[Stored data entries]
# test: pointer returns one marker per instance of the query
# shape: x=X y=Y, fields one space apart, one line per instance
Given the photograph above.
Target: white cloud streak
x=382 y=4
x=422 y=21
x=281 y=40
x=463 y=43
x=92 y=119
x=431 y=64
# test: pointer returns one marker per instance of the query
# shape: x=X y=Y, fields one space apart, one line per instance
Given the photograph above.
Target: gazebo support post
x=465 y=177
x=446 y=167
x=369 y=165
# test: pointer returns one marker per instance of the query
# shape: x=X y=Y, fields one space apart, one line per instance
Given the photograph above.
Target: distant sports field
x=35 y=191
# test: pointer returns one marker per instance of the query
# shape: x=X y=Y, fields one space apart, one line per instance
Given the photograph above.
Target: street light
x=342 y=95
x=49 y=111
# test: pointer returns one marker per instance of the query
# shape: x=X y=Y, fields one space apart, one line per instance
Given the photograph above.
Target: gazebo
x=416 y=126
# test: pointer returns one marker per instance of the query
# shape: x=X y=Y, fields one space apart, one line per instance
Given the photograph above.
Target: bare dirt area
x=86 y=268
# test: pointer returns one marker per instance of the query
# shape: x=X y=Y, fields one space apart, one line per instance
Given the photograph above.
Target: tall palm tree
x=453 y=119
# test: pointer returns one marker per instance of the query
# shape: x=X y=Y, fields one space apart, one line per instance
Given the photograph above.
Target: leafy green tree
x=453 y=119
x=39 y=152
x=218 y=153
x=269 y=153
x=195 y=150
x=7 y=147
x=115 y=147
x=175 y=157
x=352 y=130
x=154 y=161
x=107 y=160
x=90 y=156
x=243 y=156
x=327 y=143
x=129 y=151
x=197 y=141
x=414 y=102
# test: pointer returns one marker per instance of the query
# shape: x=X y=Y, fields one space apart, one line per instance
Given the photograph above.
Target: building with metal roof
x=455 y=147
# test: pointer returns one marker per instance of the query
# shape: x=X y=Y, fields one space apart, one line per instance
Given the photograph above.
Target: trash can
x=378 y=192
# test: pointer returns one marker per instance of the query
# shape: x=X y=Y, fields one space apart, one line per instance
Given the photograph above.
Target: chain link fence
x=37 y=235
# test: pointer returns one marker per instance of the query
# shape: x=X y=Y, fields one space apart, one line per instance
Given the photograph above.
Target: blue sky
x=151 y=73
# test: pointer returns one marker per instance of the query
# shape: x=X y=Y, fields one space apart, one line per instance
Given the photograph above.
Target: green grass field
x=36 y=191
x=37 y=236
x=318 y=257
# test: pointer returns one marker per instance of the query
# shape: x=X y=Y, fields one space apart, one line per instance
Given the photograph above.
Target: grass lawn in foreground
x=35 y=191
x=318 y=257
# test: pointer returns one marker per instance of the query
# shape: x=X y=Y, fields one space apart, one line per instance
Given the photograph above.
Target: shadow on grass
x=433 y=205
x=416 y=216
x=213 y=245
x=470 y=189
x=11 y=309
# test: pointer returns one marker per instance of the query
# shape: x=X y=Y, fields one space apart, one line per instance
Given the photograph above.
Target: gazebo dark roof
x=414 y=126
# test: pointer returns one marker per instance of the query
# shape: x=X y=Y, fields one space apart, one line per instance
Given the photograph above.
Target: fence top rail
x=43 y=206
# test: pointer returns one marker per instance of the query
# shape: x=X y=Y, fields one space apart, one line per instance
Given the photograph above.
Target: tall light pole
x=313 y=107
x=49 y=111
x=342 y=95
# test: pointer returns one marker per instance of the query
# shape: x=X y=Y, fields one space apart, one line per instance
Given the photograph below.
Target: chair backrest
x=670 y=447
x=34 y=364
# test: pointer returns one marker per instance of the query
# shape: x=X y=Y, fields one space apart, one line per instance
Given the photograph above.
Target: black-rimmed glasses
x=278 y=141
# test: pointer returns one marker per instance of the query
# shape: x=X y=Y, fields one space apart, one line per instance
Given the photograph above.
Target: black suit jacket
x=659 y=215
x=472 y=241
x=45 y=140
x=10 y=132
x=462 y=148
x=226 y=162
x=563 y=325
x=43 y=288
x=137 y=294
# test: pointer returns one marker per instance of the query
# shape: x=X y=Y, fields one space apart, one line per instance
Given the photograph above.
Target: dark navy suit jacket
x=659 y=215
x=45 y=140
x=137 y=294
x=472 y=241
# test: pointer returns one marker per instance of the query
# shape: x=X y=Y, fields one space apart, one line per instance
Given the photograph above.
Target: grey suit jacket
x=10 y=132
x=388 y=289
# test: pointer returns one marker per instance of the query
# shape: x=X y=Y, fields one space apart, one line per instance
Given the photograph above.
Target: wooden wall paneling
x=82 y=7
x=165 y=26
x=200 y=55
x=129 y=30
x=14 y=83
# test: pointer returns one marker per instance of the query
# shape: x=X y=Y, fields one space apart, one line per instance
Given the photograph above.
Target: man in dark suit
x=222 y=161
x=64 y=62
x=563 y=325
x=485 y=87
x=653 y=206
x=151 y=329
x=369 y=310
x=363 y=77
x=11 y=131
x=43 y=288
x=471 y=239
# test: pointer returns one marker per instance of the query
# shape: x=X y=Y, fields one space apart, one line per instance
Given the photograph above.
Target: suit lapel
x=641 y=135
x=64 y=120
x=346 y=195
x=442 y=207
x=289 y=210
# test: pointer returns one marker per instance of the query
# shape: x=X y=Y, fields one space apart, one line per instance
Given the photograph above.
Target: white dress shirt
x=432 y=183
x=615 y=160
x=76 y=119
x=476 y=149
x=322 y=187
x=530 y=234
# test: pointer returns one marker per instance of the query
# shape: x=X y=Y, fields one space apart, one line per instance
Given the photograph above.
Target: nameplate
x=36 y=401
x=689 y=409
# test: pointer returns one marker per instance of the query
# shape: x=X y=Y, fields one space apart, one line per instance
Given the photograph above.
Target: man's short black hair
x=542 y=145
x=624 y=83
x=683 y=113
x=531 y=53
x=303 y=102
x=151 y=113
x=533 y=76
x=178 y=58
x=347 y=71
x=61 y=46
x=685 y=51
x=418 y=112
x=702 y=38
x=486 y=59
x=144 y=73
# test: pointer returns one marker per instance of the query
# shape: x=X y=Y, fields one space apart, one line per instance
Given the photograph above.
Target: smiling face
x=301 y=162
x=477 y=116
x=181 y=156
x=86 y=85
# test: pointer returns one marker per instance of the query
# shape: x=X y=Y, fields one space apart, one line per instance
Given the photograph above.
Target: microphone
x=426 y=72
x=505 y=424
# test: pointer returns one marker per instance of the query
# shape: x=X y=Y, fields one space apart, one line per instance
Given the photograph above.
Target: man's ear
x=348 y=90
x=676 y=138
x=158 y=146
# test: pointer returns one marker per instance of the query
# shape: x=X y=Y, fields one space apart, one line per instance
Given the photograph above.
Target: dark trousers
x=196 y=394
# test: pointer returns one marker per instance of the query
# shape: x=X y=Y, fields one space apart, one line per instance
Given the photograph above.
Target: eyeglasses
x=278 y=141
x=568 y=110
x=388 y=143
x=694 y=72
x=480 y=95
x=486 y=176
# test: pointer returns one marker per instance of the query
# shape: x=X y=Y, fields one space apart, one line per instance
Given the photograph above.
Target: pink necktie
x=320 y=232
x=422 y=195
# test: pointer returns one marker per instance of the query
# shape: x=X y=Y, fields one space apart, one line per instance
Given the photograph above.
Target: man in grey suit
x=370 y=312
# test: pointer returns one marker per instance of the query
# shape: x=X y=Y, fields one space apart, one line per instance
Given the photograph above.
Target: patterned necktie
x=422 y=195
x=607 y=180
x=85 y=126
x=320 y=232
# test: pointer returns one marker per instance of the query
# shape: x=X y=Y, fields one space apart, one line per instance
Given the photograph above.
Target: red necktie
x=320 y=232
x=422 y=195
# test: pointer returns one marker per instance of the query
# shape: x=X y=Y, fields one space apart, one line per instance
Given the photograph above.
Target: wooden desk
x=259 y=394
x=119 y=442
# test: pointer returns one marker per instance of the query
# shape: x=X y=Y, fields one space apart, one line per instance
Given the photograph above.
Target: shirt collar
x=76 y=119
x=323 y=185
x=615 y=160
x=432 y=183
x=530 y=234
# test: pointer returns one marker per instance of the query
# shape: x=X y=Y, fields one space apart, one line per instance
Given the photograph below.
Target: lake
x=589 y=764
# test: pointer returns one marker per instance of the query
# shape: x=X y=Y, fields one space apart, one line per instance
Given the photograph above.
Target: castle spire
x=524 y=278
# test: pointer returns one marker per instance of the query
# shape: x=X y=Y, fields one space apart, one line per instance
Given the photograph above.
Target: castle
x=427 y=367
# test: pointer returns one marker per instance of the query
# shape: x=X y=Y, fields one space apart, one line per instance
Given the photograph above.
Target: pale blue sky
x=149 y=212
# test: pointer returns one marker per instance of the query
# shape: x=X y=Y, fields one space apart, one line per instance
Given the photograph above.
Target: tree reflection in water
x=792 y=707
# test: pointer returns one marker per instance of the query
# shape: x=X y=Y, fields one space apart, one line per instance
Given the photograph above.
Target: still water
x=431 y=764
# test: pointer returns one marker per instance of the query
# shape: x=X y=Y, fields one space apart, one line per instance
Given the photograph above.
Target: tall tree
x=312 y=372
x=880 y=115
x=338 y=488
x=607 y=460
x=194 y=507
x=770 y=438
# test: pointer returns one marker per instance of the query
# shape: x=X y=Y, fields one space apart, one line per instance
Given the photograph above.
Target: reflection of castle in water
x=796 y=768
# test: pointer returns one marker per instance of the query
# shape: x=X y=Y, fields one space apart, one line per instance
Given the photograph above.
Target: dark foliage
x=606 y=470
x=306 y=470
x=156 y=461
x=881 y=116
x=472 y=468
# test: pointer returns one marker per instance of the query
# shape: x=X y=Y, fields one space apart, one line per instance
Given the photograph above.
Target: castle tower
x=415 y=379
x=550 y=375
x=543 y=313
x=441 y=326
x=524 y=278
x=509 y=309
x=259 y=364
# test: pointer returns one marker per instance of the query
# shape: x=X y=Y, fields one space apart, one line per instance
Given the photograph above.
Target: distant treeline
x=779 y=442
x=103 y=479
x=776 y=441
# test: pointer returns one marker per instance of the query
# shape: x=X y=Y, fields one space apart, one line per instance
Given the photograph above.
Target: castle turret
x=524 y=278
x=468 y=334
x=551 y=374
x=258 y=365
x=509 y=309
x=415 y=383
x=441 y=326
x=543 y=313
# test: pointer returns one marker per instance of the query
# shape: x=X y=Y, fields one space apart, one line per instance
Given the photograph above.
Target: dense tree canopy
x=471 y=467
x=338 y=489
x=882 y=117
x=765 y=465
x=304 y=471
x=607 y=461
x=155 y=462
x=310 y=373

Task objective: Pull out each line of the listing above that contains the string "jacket", and treat uppercase and lowercase letters as different.

Reply to the exercise:
Target: black suit jacket
Target: dark navy suit jacket
Target: grey suit jacket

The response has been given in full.